#### [Exercise details]
In the records below, change every "Class of interest" to "Target class" and leave everything else unchanged.

#### [Records to use]
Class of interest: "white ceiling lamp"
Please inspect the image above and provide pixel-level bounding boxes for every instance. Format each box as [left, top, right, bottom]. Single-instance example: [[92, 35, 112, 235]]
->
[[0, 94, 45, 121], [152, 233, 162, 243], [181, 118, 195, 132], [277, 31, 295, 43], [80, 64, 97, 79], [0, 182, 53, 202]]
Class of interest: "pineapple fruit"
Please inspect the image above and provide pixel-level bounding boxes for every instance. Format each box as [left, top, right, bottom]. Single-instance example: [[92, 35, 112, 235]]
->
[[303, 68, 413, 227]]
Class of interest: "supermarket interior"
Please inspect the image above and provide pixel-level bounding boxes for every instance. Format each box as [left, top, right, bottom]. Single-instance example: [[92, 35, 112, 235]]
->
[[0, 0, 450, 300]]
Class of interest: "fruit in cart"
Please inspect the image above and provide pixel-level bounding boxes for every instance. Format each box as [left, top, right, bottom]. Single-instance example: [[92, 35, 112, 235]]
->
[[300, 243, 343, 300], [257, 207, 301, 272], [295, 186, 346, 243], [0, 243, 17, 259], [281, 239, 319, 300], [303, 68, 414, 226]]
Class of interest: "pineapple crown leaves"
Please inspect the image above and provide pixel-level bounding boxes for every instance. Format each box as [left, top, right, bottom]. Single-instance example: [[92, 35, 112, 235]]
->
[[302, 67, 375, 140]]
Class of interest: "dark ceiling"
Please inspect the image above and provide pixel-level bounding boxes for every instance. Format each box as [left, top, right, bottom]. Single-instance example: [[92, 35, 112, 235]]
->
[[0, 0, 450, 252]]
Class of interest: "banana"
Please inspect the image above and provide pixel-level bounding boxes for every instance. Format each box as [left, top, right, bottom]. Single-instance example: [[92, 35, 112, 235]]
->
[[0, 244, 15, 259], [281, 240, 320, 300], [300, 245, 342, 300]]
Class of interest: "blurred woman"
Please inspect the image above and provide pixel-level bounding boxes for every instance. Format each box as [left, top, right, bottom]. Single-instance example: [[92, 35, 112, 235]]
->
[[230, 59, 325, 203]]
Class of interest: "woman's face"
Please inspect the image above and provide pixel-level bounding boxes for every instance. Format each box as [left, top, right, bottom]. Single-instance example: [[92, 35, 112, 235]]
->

#### [Task output]
Target class: "white ceiling lamp"
Please inspect the image above and provide pixel-level bounding boxes for every instance. Format each box as [left, top, right, bottom]. Single-instance example: [[92, 35, 112, 235]]
->
[[0, 94, 45, 121], [152, 233, 162, 243], [181, 118, 195, 132], [277, 31, 295, 43], [80, 64, 97, 79], [0, 182, 53, 202]]
Target class: "pineapple fruit"
Please inspect the image above and provide pixel-level bounding boxes for every instance. Format each box as [left, top, right, bottom]. Single-instance example: [[92, 35, 112, 235]]
->
[[303, 68, 413, 227]]
Target class: "supermarket interior"
Please inspect the image above and provide pixel-level bounding boxes for every instance. Format each box as [left, top, right, bottom]. Single-instance example: [[92, 35, 112, 235]]
->
[[0, 0, 450, 300]]
Target class: "fruit in cart"
Please inspect the image above and provide pixel-level bounding boxes for every instance. Format each box as [left, top, right, bottom]. Single-instance example: [[92, 35, 112, 235]]
->
[[300, 243, 343, 300], [257, 207, 301, 272], [295, 186, 346, 243], [0, 243, 17, 259], [281, 239, 319, 300], [303, 68, 414, 226]]
Target class: "pineapple crown leaves"
Please inspect the image above and provide pixel-level bounding boxes for every instance. Format each box as [left, top, right, bottom]. Single-instance example: [[92, 35, 112, 235]]
->
[[302, 67, 375, 140]]
Target class: "dark ceiling"
Please inspect the image above and provide pixel-level bounding boxes for every instance. Format each box as [left, top, right, bottom]. Single-instance example: [[92, 35, 112, 235]]
->
[[0, 0, 450, 252]]
Target class: "banana"
Please inspect the image above and provide pixel-level bounding boxes for every instance. Format each box as [left, top, right, bottom]. Single-instance example: [[92, 35, 112, 235]]
->
[[0, 244, 15, 259], [281, 240, 320, 300], [300, 245, 342, 300]]
Target class: "blurred woman"
Please inspect the image above and provide pixel-level bounding boxes for every instance. Format each box as [left, top, right, bottom]. Single-instance example: [[92, 35, 112, 235]]
->
[[230, 59, 325, 203]]
Target class: "woman's face"
Please inspect the image above and provide pixel-level bounding boxes for every instance. Format each box as [left, top, right, bottom]. Single-instance example: [[92, 35, 112, 235]]
->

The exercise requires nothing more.